──────── TEXT SHOWN ────────

The morphline part might be a bottleneck, could you please share its config as
well?
Some sample input files might also be useful to be able to help with the
debugging.
Beside these I'd recommend to try to profile it with a Java profiler (e.g.
jvisualvm).
Regards,
Denes
On Fri, Feb 17, 2017 at 12:00 AM Anatharaman, Srinatha (Contractor)
<[email protected]<mailto:[email protected]>>
wrote:
Hi,
I have large set of small files , each file is around 7 – 10 K in size
Total I have 350K files with around 6 GB.

────────

▸ REQUIRED TASK 1
List each figure the email above gives for the size or number of the files.

──────── RECORDS FOR THIS EXERCISE ────────

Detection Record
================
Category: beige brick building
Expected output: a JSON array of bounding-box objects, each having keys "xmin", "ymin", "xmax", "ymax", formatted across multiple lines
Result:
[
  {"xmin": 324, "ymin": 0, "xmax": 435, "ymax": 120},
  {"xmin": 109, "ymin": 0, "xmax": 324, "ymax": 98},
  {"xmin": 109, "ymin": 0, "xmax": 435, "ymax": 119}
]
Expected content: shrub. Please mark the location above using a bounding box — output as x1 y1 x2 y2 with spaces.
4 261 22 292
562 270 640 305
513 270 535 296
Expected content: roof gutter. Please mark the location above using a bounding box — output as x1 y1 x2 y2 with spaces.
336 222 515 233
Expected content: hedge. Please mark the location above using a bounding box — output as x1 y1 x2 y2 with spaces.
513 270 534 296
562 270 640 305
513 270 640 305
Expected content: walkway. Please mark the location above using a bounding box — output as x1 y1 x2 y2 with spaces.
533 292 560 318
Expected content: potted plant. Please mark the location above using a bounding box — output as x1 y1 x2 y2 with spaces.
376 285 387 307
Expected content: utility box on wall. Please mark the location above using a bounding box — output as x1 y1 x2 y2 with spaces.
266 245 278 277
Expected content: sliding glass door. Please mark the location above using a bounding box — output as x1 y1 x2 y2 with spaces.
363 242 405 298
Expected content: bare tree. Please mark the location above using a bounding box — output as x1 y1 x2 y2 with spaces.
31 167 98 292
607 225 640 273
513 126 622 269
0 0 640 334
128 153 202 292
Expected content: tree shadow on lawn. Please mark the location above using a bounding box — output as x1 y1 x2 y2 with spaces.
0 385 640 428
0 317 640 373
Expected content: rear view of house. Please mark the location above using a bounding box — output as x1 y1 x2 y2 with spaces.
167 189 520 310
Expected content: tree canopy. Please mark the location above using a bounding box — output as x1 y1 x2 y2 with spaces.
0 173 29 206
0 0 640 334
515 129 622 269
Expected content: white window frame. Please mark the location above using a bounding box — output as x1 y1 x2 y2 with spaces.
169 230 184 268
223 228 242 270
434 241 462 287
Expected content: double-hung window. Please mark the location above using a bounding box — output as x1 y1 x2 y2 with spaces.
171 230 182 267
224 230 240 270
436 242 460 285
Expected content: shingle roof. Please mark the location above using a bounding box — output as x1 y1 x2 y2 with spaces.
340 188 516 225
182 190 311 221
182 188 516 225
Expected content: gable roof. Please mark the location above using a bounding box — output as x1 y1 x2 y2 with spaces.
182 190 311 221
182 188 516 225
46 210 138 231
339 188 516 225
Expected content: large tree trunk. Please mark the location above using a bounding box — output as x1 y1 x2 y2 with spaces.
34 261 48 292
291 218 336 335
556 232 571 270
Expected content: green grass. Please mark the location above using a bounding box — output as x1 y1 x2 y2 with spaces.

────────

▸ REQUIRED TASK 2
Please reproduce everything in the listing from the line containing "Expected content: shrub." down to the line containing "0 317 640 373", with both of those lines included.

▸ SOLUTION 1
- 7 – 10 K (size of each file)
- 350K (total number of files)
- 6 GB (total size)

▸ SOLUTION 2
Expected content: shrub. Please mark the location above using a bounding box — output as x1 y1 x2 y2 with spaces.
4 261 22 292
562 270 640 305
513 270 535 296
Expected content: roof gutter. Please mark the location above using a bounding box — output as x1 y1 x2 y2 with spaces.
336 222 515 233
Expected content: hedge. Please mark the location above using a bounding box — output as x1 y1 x2 y2 with spaces.
513 270 534 296
562 270 640 305
513 270 640 305
Expected content: walkway. Please mark the location above using a bounding box — output as x1 y1 x2 y2 with spaces.
533 292 560 318
Expected content: potted plant. Please mark the location above using a bounding box — output as x1 y1 x2 y2 with spaces.
376 285 387 307
Expected content: utility box on wall. Please mark the location above using a bounding box — output as x1 y1 x2 y2 with spaces.
266 245 278 277
Expected content: sliding glass door. Please mark the location above using a bounding box — output as x1 y1 x2 y2 with spaces.
363 242 405 298
Expected content: bare tree. Please mark the location above using a bounding box — output as x1 y1 x2 y2 with spaces.
31 167 98 292
607 225 640 273
513 126 622 269
0 0 640 334
128 153 202 292
Expected content: tree shadow on lawn. Please mark the location above using a bounding box — output as x1 y1 x2 y2 with spaces.
0 385 640 428
0 317 640 373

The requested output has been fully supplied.